> _Istruzioni_:
1. Nella biografia di Domenico Arcuri, quali aziende producono ventilatori polmonari? Elencale tutte.
2. Secondo la biografia di Domenico Arcuri, in che anno Arcuri è stato nominato alla guida di Invitalia?

12 marzo 2020
Biografia di Domenico Arcuri
Un commissario per l’emergenza. Un consulente per la Protezione civile con cui lavorerà in stretto coordinamento. Domenico Arcuri, 56 anni, amministratore delegato di Invitalia, il braccio finanziario del ministero dello Sviluppo, assume un ruolo centrale nella lotta al contenimento dell’epidemia. È chiamato al delicato compito di accentrare gli acquisti e gli approvvigionamenti per le aziende sanitarie locali. Dovrà spingere le aziende a produrre maggiori volumi di ventilatori polmonari fondamentali per chi finisce in terapia intensiva.
Arcuri è un grand commis di Stato. Al timone di Invitalia da dodici anni, fu nominato nel 2007, durante il secondo governo a guida Romano Prodi. Negli anni è riuscito a mantenere il comando del braccio finanziario per la gestione delle grandi crisi industriali, per ultima l’ex Ilva di cui è stato il grande tessitore dell’accordo con ArcelorMittal. Fa parte di quella nidiata di manager che hanno cominciato la loro carriera all’Iri, nell’Istituto per la ricostruzione industriale, passando poi per la consulenza (Deloitte).
Arcuri ha già dato mandato alla Siare Engineering, l’unica azienda italiana che li fabbrica, a raddoppiare la produzione a Bologna, da 200 a 500 al mese per gestire il probabile picco dei contagi che si verificherà nelle prossime due settimane. Si coordinerà con la Consip, la centrale acquisti della pubblica amministrazione, con una visione industriale viste le dimensioni della pandemia acquisendo forniture dall’estero. Il bando Consip prevede l’acquisto di 5 mila apparecchi realizzati da pochi produttori come l’americana Medtronic, la Philips e le tedesche Drager e Maquet.
La sinistra gli offriva un uomo d’ordine, Gianni De Gennaro, mentre la destra lo voleva convincere a prendere un uomo d’azione, Guido Bertolaso. Lui alla fine s’è scelto invece un uomo di compromesso, non un guerrigliero antivirale ma un affidabile manager di stato, un grand commis che non ama la ribalta e non intende far ombra a nessuno, tanto meno al presidente del Consiglio. Un uomo corretto ma uso a obbedir tacendo sotto tutti governi e tutti i poteri, da Romano Prodi a Silvio Berlusconi, passando per Matteo Renzi, Paolo Gentiloni e adesso, appunto, anche Giuseppe Conte. E così mercoledì notte il capo del governo e avvocato del popolo ha annunciato che sarà Domenico Arcuri, cinquantasette anni, calabrese, amministratore delegato di Invitalia, la finanziaria pubblica per lo Sviluppo, a ricoprire l’incarico di commissario delegato per la gestione dell’emergenza coronavirus.

> _Dati forniti_:
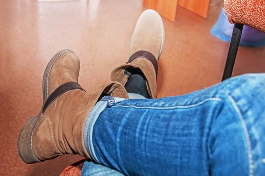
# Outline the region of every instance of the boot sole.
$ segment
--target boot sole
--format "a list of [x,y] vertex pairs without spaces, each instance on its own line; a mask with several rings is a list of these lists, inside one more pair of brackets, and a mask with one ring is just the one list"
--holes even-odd
[[43,96],[42,108],[37,116],[32,116],[28,120],[19,134],[18,140],[18,152],[22,160],[28,164],[42,162],[34,153],[32,145],[32,135],[40,117],[41,111],[43,108],[43,106],[48,98],[48,81],[50,70],[57,59],[67,52],[73,52],[68,49],[61,50],[56,53],[48,63],[45,69],[42,80],[42,94]]

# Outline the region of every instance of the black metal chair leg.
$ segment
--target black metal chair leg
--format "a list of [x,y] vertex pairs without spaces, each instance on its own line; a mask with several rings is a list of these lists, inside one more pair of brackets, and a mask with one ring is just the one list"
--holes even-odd
[[234,26],[230,46],[222,81],[231,77],[243,27],[244,25],[238,23],[235,24]]

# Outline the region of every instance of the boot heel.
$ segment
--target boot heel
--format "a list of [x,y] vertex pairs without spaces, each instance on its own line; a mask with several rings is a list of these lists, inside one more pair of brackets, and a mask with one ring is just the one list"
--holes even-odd
[[28,164],[41,162],[34,154],[31,138],[40,116],[31,117],[21,130],[18,140],[18,151],[20,158]]

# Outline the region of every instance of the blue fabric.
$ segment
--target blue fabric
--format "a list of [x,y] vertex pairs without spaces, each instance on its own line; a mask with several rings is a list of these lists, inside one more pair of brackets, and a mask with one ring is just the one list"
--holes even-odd
[[[213,36],[222,40],[230,42],[233,28],[234,25],[228,22],[223,8],[210,33]],[[252,47],[265,45],[265,33],[244,25],[240,44],[242,46]]]
[[81,176],[122,176],[121,172],[87,158],[83,165]]
[[264,73],[124,100],[100,114],[85,140],[99,163],[126,175],[263,175],[264,100]]

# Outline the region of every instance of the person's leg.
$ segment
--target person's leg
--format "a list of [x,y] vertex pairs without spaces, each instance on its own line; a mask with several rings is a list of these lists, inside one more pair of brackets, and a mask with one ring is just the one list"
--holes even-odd
[[125,89],[128,93],[139,94],[147,99],[150,98],[144,76],[140,70],[130,68],[125,70],[125,74],[129,76],[125,84]]
[[126,100],[94,124],[99,163],[132,175],[260,175],[265,172],[265,74],[189,95]]
[[[154,26],[152,29],[154,33],[152,35],[149,35],[149,35],[147,34],[148,31],[144,28],[144,25],[143,25],[146,23],[146,22],[149,21],[152,22],[151,26]],[[155,26],[158,27],[157,28]],[[142,40],[144,39],[141,38],[142,37],[140,36],[143,35],[145,36],[145,38],[144,43],[142,42]],[[123,79],[124,81],[121,82],[123,82],[125,88],[129,94],[130,99],[149,99],[152,96],[150,94],[151,92],[155,92],[155,94],[152,95],[153,98],[156,97],[156,91],[149,91],[148,92],[147,85],[150,84],[150,82],[152,82],[153,85],[152,85],[152,86],[149,86],[149,89],[156,89],[157,62],[162,54],[164,35],[163,22],[159,15],[155,12],[152,10],[147,10],[143,13],[137,22],[136,27],[132,36],[129,51],[131,57],[129,59],[128,64],[125,67],[124,70],[123,70],[122,71],[119,72],[119,74],[116,74],[116,76],[113,77],[113,80],[120,81],[121,80],[119,78],[122,76],[123,75],[124,75],[125,77]],[[143,63],[141,63],[143,62],[142,61],[140,61],[140,63],[134,62],[133,58],[134,56],[135,55],[134,54],[137,53],[137,51],[139,50],[142,50],[143,49],[154,53],[154,59],[152,61],[155,63],[152,63],[152,64],[150,65],[148,63],[144,63],[144,62],[143,62],[144,64],[143,64]],[[142,54],[144,54],[144,53]],[[141,56],[142,56],[141,55]],[[141,59],[144,60],[145,62],[146,61],[147,62],[149,62],[148,60],[150,59],[150,58],[147,58],[148,55],[144,54],[143,56],[145,57]],[[131,65],[132,63],[134,66]],[[151,68],[148,68],[148,66]],[[152,71],[151,71],[151,74],[150,74],[150,71],[146,71],[146,70],[151,70],[153,69],[153,67],[155,68],[155,69],[156,69],[156,71],[153,70],[153,71],[152,71],[155,74],[152,74]],[[141,71],[141,68],[143,69],[143,71],[145,72],[145,76]],[[153,76],[153,75],[154,76]],[[146,78],[149,80],[147,81],[146,80]],[[118,80],[116,80],[116,79]],[[82,174],[89,175],[93,174],[102,175],[115,175],[117,174],[123,175],[121,173],[114,170],[115,170],[111,169],[101,164],[96,164],[91,161],[90,159],[88,159],[84,164],[82,173]]]

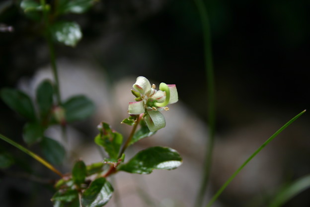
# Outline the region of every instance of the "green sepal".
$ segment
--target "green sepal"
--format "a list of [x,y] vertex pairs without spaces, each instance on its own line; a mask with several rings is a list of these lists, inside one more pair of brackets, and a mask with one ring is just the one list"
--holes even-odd
[[104,164],[113,165],[114,167],[117,167],[120,164],[124,162],[125,160],[125,154],[123,153],[122,156],[119,159],[104,158],[102,162]]
[[118,170],[131,173],[148,174],[155,169],[172,170],[182,164],[182,158],[175,150],[154,147],[138,152],[129,161],[120,165]]
[[1,90],[0,95],[12,110],[30,121],[36,120],[32,102],[27,94],[16,89],[4,88]]
[[111,199],[113,189],[104,178],[97,178],[90,184],[82,194],[83,207],[101,207]]
[[149,137],[149,136],[152,136],[156,133],[157,131],[152,132],[150,131],[149,129],[149,127],[147,125],[147,124],[144,120],[141,120],[140,121],[140,125],[141,126],[141,128],[135,133],[134,136],[133,136],[132,139],[129,142],[128,146],[131,145],[135,142],[136,142],[140,140],[140,139],[142,139],[144,138]]
[[123,136],[115,131],[112,131],[106,123],[101,122],[98,128],[100,133],[95,137],[95,142],[103,147],[110,158],[117,159],[123,143]]
[[141,96],[140,93],[136,92],[136,91],[134,91],[132,89],[131,90],[131,93],[133,94],[133,95],[135,96],[136,98],[139,98]]
[[72,180],[78,186],[85,181],[87,175],[86,165],[82,160],[77,161],[72,169]]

> _Soluzioni qui sotto_:
1. Siare Engineering, Medtronic, Philips, Drager e Maquet.

2. Nel 2007.